GOAL
Print the entire forum thread about choosing a Gentoo profile and install CD, word for word.

EXTRACT PROVIDED
_ _ _ _ _
Hi, reggy.  Welcome to Gentoo.  The Safe CFLAGS page is generally a good and reliable reference and you've extracted good information from it:  the settings you've related are fine.  If you're new to Linux, I'd stick to the 32-bit profile if I were you as there are less sharp edges on 32-bit.

One more word of advice.  Use the latest Gentoo Weekly Minimal Install CD for x86 or amd64, not the 2008.0 Install CD or LiveCD.  Work through the manual install as described in the Handbook.  Doing so will teach you a lot.    :Wink: 

- John

----------

## reggy

Hi john_r_graham, thanks very much for your help and wellcome  :Smile: 

Ok, so I will use a 32-bit profile. I've downloaded both install-x86-minimal-*.iso and install-amd64-minimal-*.iso images, Is there no difference between them? I'd use install-x86-minimal-*.iso because my CPU is Intel but i don't have clear at all hehe

Thanks!
_ _ _ _ _
Dataset items:
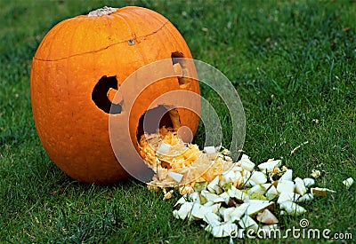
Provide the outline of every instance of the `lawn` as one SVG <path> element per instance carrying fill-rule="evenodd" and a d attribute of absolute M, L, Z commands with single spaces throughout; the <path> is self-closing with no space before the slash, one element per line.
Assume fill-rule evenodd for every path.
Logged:
<path fill-rule="evenodd" d="M 80 184 L 43 149 L 31 112 L 32 58 L 56 23 L 103 5 L 160 12 L 181 31 L 195 59 L 229 78 L 244 105 L 244 151 L 252 161 L 283 158 L 300 177 L 313 169 L 322 172 L 317 185 L 336 193 L 304 204 L 308 212 L 302 216 L 279 216 L 282 230 L 306 218 L 310 228 L 350 232 L 356 240 L 356 185 L 346 190 L 342 184 L 356 179 L 355 2 L 0 0 L 0 242 L 229 242 L 198 223 L 176 220 L 178 194 L 163 201 L 134 180 Z M 228 146 L 225 108 L 212 91 L 201 91 L 220 115 Z M 195 142 L 203 139 L 199 127 Z"/>

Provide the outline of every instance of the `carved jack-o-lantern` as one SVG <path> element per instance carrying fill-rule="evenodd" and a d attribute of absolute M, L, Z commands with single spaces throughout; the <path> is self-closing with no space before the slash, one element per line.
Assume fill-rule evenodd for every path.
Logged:
<path fill-rule="evenodd" d="M 114 102 L 116 91 L 140 67 L 158 60 L 172 59 L 172 70 L 182 73 L 184 64 L 178 63 L 176 68 L 174 58 L 191 59 L 191 54 L 178 30 L 148 9 L 105 7 L 57 24 L 38 47 L 31 69 L 35 123 L 50 158 L 81 182 L 110 184 L 127 178 L 109 134 L 109 116 L 117 115 L 119 122 L 126 113 L 125 94 Z M 169 115 L 174 113 L 166 113 L 169 109 L 164 105 L 149 109 L 158 97 L 177 90 L 198 94 L 198 82 L 168 77 L 153 83 L 137 97 L 128 126 L 134 146 L 148 114 L 154 117 L 155 113 L 166 113 L 159 126 L 187 126 L 195 133 L 198 115 L 192 111 L 176 108 L 178 119 L 174 119 Z"/>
_ _ _ _ _
RESULT OF THIS EXERCISE
Hi, reggy.  Welcome to Gentoo.  The Safe CFLAGS page is generally a good and reliable reference and you've extracted good information from it:  the settings you've related are fine.  If you're new to Linux, I'd stick to the 32-bit profile if I were you as there are less sharp edges on 32-bit.

One more word of advice.  Use the latest Gentoo Weekly Minimal Install CD for x86 or amd64, not the 2008.0 Install CD or LiveCD.  Work through the manual install as described in the Handbook.  Doing so will teach you a lot.    :Wink: 

- John

----------

## reggy

Hi john_r_graham, thanks very much for your help and wellcome  :Smile: 

Ok, so I will use a 32-bit profile. I've downloaded both install-x86-minimal-*.iso and install-amd64-minimal-*.iso images, Is there no difference between them? I'd use install-x86-minimal-*.iso because my CPU is Intel but i don't have clear at all hehe

Thanks!